What you have to do:
Scan the entries below for the word "roof", then copy each line that holds it.

Data records:

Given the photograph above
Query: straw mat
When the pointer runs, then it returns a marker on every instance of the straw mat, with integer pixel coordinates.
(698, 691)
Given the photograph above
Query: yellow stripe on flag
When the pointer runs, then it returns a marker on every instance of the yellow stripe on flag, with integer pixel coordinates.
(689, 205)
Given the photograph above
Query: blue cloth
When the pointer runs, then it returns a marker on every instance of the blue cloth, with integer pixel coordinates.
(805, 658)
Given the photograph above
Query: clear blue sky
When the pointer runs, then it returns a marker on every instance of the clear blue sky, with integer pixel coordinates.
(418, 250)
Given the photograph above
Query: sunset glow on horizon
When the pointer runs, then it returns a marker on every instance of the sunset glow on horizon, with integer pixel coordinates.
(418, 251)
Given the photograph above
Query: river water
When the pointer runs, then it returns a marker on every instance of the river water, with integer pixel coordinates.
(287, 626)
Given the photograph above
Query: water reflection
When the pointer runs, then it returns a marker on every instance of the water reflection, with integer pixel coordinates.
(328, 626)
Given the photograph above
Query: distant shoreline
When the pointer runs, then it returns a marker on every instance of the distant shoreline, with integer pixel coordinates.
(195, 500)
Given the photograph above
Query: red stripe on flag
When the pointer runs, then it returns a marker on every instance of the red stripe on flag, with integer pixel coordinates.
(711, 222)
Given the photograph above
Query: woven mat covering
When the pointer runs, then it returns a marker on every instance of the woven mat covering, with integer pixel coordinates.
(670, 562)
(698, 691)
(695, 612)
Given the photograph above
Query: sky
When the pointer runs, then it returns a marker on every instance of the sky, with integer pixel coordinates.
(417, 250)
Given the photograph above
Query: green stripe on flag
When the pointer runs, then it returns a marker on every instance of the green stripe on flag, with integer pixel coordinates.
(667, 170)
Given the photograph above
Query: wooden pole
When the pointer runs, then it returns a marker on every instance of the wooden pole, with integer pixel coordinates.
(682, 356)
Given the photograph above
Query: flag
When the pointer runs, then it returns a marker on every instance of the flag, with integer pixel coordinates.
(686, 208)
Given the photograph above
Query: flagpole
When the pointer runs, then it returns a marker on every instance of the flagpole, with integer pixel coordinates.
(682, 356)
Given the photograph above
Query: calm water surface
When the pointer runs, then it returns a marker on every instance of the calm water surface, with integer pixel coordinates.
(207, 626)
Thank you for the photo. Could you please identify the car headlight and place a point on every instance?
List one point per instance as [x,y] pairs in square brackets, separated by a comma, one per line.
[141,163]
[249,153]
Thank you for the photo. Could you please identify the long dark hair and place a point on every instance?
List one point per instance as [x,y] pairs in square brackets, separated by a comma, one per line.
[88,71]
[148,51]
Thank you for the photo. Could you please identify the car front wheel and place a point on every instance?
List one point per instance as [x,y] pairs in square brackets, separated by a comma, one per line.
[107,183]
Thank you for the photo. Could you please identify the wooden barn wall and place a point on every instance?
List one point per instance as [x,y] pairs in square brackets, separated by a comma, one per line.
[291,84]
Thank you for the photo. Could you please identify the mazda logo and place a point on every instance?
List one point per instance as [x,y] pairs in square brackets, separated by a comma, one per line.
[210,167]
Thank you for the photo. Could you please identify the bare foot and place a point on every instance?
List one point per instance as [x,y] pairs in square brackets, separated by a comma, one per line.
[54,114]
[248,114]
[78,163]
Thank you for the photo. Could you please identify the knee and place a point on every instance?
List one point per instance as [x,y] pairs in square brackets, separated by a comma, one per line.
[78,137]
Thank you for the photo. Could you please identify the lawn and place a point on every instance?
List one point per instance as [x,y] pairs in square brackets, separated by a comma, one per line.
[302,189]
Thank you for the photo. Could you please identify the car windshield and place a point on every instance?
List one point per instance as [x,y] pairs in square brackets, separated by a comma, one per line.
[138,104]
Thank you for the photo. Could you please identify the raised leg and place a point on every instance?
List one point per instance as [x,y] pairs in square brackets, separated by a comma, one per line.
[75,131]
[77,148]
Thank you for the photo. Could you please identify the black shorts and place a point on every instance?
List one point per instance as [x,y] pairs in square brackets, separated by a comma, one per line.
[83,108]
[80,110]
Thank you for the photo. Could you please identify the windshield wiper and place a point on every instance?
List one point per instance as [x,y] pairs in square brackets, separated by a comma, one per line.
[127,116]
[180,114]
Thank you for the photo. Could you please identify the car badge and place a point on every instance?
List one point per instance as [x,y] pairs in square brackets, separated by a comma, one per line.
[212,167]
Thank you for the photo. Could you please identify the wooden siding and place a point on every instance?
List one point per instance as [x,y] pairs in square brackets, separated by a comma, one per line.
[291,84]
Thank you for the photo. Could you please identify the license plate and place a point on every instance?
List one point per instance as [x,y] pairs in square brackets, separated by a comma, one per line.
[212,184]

--

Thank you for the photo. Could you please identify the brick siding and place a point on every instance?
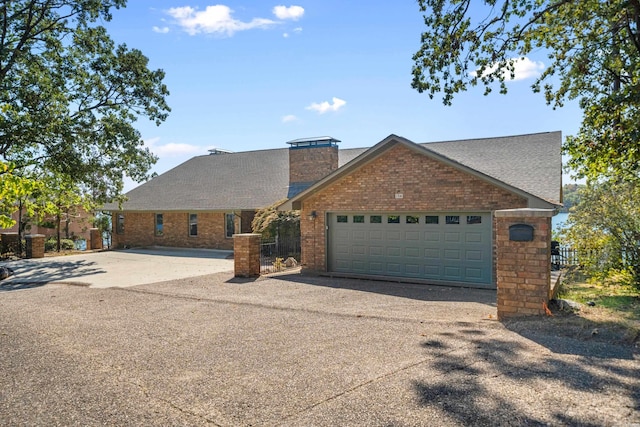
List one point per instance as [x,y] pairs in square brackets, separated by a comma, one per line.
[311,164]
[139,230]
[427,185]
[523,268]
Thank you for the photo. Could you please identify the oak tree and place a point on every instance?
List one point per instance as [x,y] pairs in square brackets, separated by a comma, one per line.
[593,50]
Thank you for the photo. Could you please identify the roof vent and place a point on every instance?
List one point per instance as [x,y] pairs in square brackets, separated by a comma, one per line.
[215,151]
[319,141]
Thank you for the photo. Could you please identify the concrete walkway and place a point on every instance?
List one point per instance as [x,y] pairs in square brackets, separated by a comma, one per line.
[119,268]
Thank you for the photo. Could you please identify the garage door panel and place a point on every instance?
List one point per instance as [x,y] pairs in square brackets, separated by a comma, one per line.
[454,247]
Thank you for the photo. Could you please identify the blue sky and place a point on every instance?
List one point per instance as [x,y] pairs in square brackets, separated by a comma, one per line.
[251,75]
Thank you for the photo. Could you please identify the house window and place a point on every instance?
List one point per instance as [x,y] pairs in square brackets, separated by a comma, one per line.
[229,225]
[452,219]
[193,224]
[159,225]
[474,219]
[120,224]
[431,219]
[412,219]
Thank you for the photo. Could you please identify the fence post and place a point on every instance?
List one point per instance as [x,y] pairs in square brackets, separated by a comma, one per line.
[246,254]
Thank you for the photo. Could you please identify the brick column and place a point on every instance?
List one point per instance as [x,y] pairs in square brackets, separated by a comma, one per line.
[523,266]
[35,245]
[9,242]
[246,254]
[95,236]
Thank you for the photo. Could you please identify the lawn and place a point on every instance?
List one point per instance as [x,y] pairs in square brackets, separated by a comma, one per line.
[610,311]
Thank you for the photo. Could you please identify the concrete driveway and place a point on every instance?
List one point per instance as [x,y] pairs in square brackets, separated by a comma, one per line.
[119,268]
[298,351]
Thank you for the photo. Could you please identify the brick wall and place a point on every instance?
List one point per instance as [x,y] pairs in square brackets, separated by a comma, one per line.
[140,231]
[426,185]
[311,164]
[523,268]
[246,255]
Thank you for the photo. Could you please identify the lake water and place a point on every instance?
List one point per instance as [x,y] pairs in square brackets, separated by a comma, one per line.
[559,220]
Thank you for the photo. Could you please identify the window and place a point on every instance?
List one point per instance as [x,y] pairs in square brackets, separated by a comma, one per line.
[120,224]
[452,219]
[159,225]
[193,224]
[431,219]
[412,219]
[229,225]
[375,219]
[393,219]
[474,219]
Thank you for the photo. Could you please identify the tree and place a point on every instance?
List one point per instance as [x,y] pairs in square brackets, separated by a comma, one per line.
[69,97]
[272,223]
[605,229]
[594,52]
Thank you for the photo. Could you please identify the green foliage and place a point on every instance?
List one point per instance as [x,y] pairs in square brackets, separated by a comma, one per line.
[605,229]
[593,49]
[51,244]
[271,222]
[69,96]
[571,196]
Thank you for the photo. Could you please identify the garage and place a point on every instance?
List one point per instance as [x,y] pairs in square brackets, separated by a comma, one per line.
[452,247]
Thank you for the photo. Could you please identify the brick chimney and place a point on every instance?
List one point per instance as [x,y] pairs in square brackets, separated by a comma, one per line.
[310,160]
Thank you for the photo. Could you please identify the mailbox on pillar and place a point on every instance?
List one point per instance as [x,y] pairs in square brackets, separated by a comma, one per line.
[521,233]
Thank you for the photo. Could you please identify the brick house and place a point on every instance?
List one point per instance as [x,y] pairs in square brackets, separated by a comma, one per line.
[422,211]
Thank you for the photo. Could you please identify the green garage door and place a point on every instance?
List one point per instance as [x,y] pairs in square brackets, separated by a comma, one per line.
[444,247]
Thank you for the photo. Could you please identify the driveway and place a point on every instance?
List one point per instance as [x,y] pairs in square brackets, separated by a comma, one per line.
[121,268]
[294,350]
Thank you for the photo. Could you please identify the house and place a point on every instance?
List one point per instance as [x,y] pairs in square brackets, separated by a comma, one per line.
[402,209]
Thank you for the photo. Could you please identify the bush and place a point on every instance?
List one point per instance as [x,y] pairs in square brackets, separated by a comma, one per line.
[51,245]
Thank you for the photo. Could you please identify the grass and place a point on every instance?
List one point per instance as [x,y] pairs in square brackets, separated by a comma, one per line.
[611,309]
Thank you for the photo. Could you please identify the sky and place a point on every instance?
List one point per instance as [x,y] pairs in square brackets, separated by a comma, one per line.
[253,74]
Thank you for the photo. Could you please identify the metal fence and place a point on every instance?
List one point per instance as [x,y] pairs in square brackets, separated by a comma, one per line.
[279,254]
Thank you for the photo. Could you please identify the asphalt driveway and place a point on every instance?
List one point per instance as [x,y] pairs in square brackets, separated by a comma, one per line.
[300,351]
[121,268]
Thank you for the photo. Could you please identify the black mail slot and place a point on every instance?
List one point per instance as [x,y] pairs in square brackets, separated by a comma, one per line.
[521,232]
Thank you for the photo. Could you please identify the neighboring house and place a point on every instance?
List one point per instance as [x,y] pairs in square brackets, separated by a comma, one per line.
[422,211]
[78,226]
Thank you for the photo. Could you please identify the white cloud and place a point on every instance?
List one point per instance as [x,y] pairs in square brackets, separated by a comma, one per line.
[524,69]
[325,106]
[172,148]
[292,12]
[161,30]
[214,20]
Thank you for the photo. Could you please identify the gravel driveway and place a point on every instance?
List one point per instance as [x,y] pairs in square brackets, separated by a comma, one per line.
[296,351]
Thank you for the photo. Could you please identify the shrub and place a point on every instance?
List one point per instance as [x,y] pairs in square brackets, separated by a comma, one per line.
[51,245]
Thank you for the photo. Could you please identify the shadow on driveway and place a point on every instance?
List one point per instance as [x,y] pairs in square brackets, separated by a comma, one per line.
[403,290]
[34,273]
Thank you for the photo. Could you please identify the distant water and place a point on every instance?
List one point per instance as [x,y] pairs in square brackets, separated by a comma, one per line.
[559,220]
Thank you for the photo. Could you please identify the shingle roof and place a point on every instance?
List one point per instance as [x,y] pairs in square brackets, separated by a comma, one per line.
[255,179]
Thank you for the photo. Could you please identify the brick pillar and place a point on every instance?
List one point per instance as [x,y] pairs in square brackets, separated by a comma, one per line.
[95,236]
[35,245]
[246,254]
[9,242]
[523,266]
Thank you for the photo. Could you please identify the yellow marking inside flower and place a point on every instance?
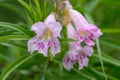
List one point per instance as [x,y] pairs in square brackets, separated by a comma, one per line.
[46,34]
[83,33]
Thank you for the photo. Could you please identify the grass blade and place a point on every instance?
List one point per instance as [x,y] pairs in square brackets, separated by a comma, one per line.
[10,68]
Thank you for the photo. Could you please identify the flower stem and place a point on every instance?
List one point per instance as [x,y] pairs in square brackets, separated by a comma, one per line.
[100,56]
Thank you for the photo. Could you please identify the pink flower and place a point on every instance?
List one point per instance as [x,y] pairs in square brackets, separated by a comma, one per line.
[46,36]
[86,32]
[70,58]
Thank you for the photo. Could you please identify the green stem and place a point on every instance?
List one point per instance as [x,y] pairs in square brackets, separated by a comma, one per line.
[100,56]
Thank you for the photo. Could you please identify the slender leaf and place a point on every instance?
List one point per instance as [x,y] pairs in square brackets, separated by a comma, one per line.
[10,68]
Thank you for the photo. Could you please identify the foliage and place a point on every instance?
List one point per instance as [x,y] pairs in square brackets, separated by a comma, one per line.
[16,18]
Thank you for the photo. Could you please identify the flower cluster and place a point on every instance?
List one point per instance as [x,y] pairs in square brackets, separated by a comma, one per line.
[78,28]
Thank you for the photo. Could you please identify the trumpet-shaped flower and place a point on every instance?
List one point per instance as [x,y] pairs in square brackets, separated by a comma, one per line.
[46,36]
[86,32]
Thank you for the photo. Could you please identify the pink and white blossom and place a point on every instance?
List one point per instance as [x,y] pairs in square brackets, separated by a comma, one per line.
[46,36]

Answer area:
Thank you for the photo. Could you please identify the roof vent and place a point on every instance?
Thank you for the photo. Could you please identify the shingle roof and place a point on every instance?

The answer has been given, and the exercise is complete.